- Entries from a dataset:

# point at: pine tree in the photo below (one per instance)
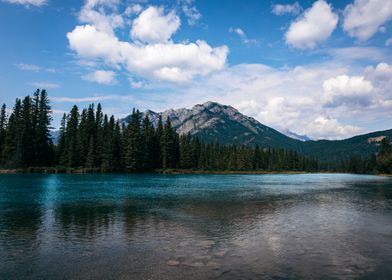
(44, 145)
(3, 127)
(134, 153)
(61, 148)
(72, 144)
(168, 146)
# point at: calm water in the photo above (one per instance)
(195, 227)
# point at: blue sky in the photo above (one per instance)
(321, 68)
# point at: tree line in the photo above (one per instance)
(90, 139)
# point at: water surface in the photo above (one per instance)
(314, 226)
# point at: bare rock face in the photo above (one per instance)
(212, 121)
(203, 116)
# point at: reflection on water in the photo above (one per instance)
(195, 227)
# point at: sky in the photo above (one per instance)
(320, 68)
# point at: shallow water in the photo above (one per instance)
(313, 226)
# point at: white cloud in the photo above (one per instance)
(323, 126)
(96, 98)
(294, 98)
(101, 77)
(346, 90)
(37, 3)
(28, 67)
(242, 35)
(313, 27)
(165, 61)
(357, 53)
(191, 12)
(98, 17)
(281, 9)
(133, 9)
(364, 18)
(154, 26)
(153, 54)
(34, 68)
(44, 85)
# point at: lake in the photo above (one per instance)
(306, 226)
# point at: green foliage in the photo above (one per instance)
(98, 142)
(24, 137)
(384, 158)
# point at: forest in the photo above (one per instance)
(92, 141)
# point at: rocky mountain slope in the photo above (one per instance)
(212, 121)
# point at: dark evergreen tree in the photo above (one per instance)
(134, 144)
(72, 144)
(3, 126)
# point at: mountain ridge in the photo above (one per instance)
(214, 122)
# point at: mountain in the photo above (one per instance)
(212, 121)
(294, 135)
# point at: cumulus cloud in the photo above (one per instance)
(364, 18)
(330, 128)
(242, 35)
(28, 67)
(133, 9)
(101, 77)
(281, 9)
(347, 90)
(357, 53)
(299, 98)
(89, 99)
(190, 11)
(103, 21)
(153, 54)
(314, 26)
(37, 3)
(44, 85)
(153, 26)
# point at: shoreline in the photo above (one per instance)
(63, 170)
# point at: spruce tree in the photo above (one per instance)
(72, 144)
(134, 153)
(3, 126)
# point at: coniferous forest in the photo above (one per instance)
(90, 140)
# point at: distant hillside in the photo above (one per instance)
(212, 121)
(337, 150)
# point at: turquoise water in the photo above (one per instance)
(314, 226)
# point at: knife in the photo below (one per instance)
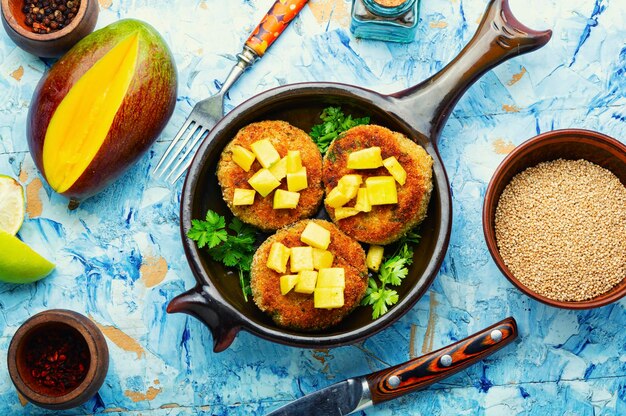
(357, 393)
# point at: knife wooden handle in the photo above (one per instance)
(273, 24)
(423, 371)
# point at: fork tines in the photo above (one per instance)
(180, 150)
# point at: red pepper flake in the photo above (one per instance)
(57, 360)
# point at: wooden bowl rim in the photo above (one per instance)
(85, 327)
(11, 19)
(607, 298)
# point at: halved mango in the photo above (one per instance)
(84, 117)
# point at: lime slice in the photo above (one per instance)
(19, 263)
(12, 205)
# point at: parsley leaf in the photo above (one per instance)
(334, 123)
(392, 272)
(234, 250)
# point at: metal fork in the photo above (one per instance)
(208, 112)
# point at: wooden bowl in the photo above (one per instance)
(82, 330)
(570, 144)
(49, 45)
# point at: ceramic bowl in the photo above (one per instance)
(50, 45)
(570, 144)
(83, 330)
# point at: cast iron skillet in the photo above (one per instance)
(419, 112)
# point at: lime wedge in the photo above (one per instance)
(19, 263)
(12, 205)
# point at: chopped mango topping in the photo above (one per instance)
(279, 169)
(362, 201)
(374, 257)
(297, 181)
(265, 152)
(316, 236)
(243, 157)
(285, 199)
(369, 158)
(263, 182)
(345, 212)
(306, 281)
(322, 259)
(294, 162)
(328, 298)
(331, 277)
(301, 259)
(287, 283)
(395, 169)
(278, 257)
(243, 196)
(336, 198)
(381, 190)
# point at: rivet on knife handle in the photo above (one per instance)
(273, 24)
(426, 370)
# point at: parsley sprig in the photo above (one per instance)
(234, 249)
(392, 272)
(334, 123)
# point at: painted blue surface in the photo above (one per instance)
(565, 362)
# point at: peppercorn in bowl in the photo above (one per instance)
(48, 28)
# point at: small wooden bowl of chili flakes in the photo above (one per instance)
(58, 359)
(48, 28)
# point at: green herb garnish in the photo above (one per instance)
(392, 272)
(334, 123)
(233, 250)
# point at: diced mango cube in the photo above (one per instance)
(369, 158)
(285, 199)
(287, 283)
(316, 236)
(306, 281)
(279, 169)
(243, 196)
(331, 277)
(278, 257)
(263, 182)
(395, 169)
(265, 152)
(345, 212)
(322, 259)
(297, 181)
(294, 161)
(336, 198)
(381, 190)
(301, 259)
(362, 201)
(328, 298)
(243, 157)
(374, 257)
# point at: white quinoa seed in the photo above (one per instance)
(561, 229)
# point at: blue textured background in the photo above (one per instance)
(119, 257)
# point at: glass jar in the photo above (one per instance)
(388, 20)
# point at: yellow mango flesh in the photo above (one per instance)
(328, 298)
(316, 236)
(82, 121)
(374, 257)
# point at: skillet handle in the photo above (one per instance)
(423, 371)
(499, 37)
(200, 303)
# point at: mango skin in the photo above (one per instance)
(145, 110)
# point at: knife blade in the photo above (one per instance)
(357, 393)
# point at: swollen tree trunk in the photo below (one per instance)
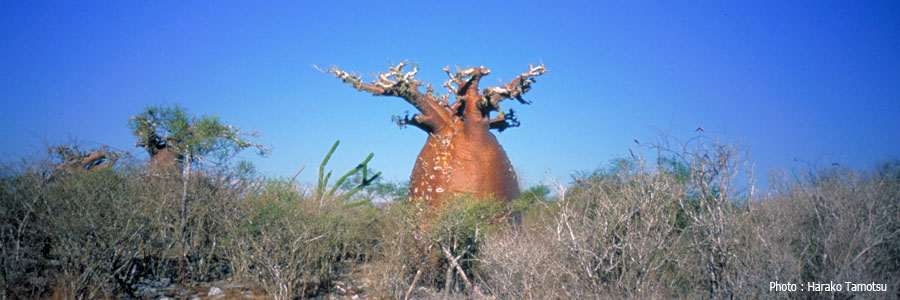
(460, 156)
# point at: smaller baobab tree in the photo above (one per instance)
(461, 156)
(174, 139)
(171, 137)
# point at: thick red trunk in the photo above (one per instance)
(464, 159)
(461, 157)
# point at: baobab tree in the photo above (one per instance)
(461, 155)
(170, 136)
(174, 139)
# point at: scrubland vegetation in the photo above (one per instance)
(682, 224)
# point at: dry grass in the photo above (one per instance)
(683, 226)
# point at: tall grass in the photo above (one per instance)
(682, 224)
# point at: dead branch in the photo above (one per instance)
(434, 116)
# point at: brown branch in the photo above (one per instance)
(504, 121)
(514, 89)
(402, 84)
(467, 91)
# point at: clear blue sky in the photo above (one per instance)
(809, 80)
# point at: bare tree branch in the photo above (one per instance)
(402, 84)
(514, 89)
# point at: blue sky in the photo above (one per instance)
(816, 81)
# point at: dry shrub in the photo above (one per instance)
(293, 245)
(423, 251)
(664, 230)
(830, 225)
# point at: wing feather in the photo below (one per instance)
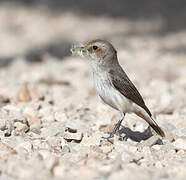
(123, 84)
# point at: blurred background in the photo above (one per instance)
(31, 28)
(50, 112)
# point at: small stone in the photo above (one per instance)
(156, 147)
(59, 171)
(51, 162)
(4, 100)
(36, 94)
(106, 149)
(86, 173)
(60, 115)
(33, 122)
(4, 149)
(24, 94)
(20, 127)
(180, 143)
(159, 164)
(77, 137)
(127, 156)
(92, 139)
(27, 146)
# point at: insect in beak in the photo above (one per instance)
(79, 50)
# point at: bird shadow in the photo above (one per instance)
(126, 133)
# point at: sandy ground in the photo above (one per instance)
(52, 122)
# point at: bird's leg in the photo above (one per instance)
(117, 125)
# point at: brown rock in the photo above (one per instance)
(24, 94)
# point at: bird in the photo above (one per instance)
(112, 83)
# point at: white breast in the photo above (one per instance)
(110, 95)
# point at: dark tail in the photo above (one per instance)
(152, 123)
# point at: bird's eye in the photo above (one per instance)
(94, 47)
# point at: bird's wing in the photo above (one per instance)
(123, 84)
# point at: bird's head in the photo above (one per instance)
(97, 50)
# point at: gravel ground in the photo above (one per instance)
(51, 120)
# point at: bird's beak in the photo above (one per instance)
(79, 50)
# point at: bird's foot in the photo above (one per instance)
(115, 131)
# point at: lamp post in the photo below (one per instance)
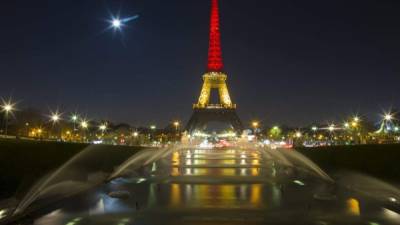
(84, 125)
(103, 128)
(7, 108)
(176, 125)
(55, 118)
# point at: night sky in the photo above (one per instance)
(288, 62)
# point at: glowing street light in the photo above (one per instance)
(388, 117)
(103, 128)
(74, 118)
(84, 124)
(255, 124)
(331, 127)
(55, 117)
(7, 107)
(176, 125)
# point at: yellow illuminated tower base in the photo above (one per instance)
(214, 79)
(205, 112)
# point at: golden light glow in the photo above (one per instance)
(255, 124)
(214, 80)
(84, 124)
(353, 207)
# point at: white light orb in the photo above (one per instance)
(116, 23)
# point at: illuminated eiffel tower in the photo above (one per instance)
(215, 79)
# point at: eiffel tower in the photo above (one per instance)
(215, 79)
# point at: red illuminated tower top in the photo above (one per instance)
(215, 63)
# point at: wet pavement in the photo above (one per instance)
(220, 186)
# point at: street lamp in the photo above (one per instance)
(84, 125)
(74, 119)
(388, 117)
(7, 108)
(103, 128)
(176, 124)
(55, 117)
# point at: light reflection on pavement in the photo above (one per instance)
(214, 186)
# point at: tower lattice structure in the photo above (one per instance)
(214, 79)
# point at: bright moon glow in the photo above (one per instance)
(116, 23)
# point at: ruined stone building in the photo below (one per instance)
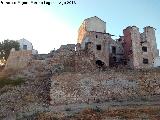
(133, 49)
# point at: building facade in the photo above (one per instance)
(133, 49)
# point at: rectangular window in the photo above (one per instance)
(113, 49)
(24, 47)
(98, 47)
(145, 60)
(144, 49)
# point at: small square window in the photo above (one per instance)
(98, 47)
(145, 61)
(144, 49)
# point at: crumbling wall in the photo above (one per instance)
(18, 59)
(100, 87)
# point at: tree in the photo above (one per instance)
(6, 46)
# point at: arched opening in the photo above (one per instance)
(100, 64)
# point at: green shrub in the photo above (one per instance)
(13, 82)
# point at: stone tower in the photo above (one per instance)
(92, 35)
(140, 48)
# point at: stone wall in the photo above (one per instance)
(103, 86)
(134, 44)
(18, 59)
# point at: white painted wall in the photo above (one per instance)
(23, 42)
(157, 62)
(95, 24)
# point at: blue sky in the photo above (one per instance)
(48, 27)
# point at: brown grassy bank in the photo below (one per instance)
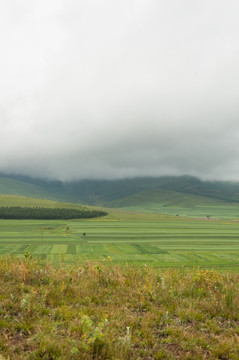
(97, 311)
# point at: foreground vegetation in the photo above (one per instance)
(101, 311)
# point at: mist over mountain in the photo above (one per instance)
(120, 193)
(119, 89)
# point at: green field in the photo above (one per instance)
(164, 242)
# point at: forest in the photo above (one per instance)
(17, 212)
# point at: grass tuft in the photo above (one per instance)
(105, 311)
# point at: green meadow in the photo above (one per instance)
(122, 237)
(164, 242)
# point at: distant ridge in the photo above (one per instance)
(123, 193)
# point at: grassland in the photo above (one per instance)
(127, 237)
(102, 312)
(162, 243)
(173, 203)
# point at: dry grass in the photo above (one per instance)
(100, 311)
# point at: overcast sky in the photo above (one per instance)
(119, 88)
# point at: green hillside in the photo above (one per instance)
(184, 195)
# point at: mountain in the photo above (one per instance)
(185, 191)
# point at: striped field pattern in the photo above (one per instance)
(163, 243)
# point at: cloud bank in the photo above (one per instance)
(119, 88)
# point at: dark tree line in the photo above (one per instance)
(48, 213)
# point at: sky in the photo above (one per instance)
(111, 89)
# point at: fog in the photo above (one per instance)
(112, 89)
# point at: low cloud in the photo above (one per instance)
(116, 89)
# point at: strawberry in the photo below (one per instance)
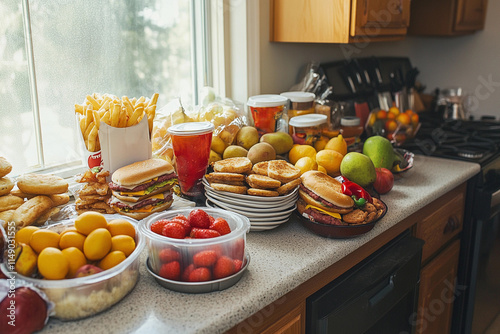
(221, 226)
(168, 254)
(205, 258)
(157, 226)
(171, 270)
(200, 274)
(203, 233)
(199, 218)
(237, 265)
(187, 271)
(224, 267)
(184, 222)
(174, 230)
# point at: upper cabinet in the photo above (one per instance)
(338, 21)
(447, 17)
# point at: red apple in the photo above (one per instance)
(384, 181)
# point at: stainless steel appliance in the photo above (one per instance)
(379, 295)
(473, 141)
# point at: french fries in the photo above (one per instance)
(113, 111)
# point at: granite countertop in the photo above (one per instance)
(281, 259)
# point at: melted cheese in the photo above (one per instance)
(333, 214)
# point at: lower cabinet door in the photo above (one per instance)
(437, 292)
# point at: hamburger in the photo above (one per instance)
(142, 188)
(321, 198)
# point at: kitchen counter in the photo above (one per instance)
(281, 260)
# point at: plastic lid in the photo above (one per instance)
(191, 128)
(269, 100)
(350, 121)
(308, 120)
(299, 96)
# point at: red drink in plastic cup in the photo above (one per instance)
(191, 143)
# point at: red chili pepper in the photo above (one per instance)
(353, 189)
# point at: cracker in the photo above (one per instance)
(42, 184)
(31, 210)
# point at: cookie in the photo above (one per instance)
(5, 167)
(31, 210)
(42, 184)
(6, 185)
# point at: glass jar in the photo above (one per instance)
(351, 129)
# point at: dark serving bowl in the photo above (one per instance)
(338, 231)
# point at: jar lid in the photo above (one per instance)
(299, 96)
(308, 120)
(268, 100)
(191, 128)
(350, 121)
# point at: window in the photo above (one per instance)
(55, 52)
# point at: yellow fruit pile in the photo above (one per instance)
(92, 240)
(327, 159)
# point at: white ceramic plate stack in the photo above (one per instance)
(265, 213)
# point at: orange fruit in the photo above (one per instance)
(111, 260)
(89, 221)
(337, 144)
(381, 114)
(76, 260)
(305, 164)
(72, 239)
(44, 238)
(330, 160)
(124, 243)
(97, 244)
(52, 264)
(24, 234)
(391, 125)
(299, 151)
(121, 226)
(403, 119)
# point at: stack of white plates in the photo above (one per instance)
(265, 213)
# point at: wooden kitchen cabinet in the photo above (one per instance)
(447, 17)
(338, 21)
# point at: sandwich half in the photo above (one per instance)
(142, 188)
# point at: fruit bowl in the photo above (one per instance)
(194, 259)
(82, 297)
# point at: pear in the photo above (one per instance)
(358, 168)
(379, 149)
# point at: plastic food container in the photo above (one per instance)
(232, 245)
(306, 129)
(83, 297)
(268, 112)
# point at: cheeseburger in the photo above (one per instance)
(321, 198)
(142, 188)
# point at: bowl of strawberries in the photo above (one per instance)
(196, 250)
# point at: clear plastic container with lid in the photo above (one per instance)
(268, 113)
(351, 129)
(306, 129)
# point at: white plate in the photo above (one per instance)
(251, 204)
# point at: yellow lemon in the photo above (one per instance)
(24, 234)
(43, 238)
(111, 260)
(52, 264)
(124, 243)
(89, 221)
(300, 151)
(305, 164)
(330, 160)
(321, 143)
(121, 226)
(337, 144)
(72, 239)
(76, 260)
(97, 244)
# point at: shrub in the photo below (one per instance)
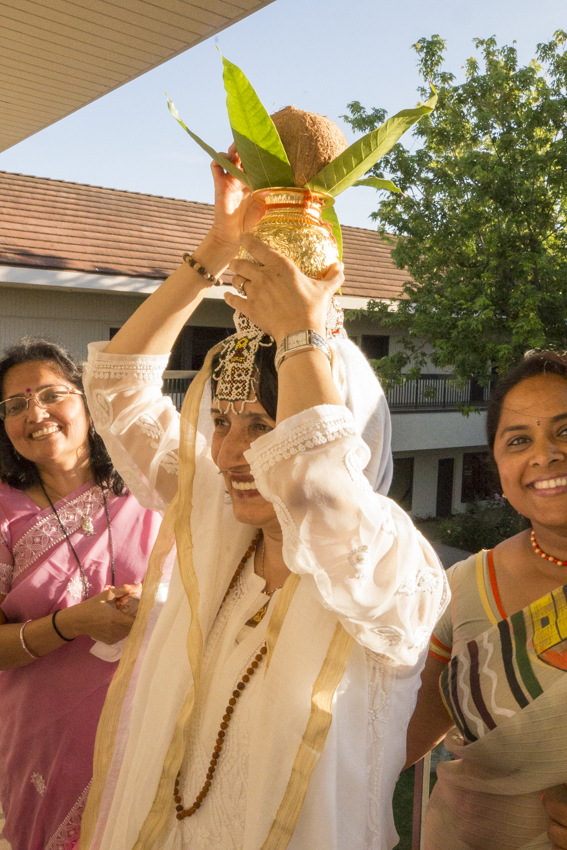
(484, 524)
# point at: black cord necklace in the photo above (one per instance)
(86, 583)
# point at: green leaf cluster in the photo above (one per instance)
(264, 160)
(480, 222)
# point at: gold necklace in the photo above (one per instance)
(269, 593)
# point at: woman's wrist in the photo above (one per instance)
(68, 623)
(215, 253)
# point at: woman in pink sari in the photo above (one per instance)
(68, 530)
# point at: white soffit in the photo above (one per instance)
(59, 55)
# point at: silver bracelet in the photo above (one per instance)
(187, 258)
(23, 642)
(300, 341)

- Written task:
Emit an exact copy of the lines from the line bearing "# point at: plastic food" through the last line above, inclusive, and leave the images out.

- Task answer:
# point at: plastic food container in the photo above (one per instance)
(232, 245)
(306, 129)
(83, 297)
(268, 112)
# point at: cheeseburger in the photo above (one per instance)
(321, 198)
(142, 188)
# point at: bowl of strawberries in the photo above (one per instance)
(196, 250)
# point at: clear plastic container with lid in the photo above (one per instance)
(268, 113)
(351, 129)
(306, 129)
# point at: white plate in the photo above (one per instance)
(251, 204)
# point at: yellow lemon in the photo above (one per instance)
(24, 234)
(43, 238)
(111, 260)
(52, 264)
(124, 243)
(89, 221)
(300, 151)
(305, 164)
(330, 160)
(321, 143)
(121, 226)
(337, 144)
(72, 239)
(76, 260)
(97, 244)
# point at: shrub in the photo below (one per instance)
(484, 524)
# point at: black cord necklace in the photo above (one per instance)
(86, 583)
# point at: green leaf cluster in the photo above (one per instance)
(264, 160)
(480, 222)
# point at: gold necklace in the photo above (one per instance)
(269, 593)
# point at: woman's wrist in the photo above (one per instance)
(68, 623)
(215, 253)
# point at: woman in pink sari in the photo above (one per instance)
(68, 530)
# point at: white soffit in the photo above (one per instance)
(59, 55)
# point at: silver bracelet in the photo above (one per instance)
(187, 258)
(23, 642)
(300, 341)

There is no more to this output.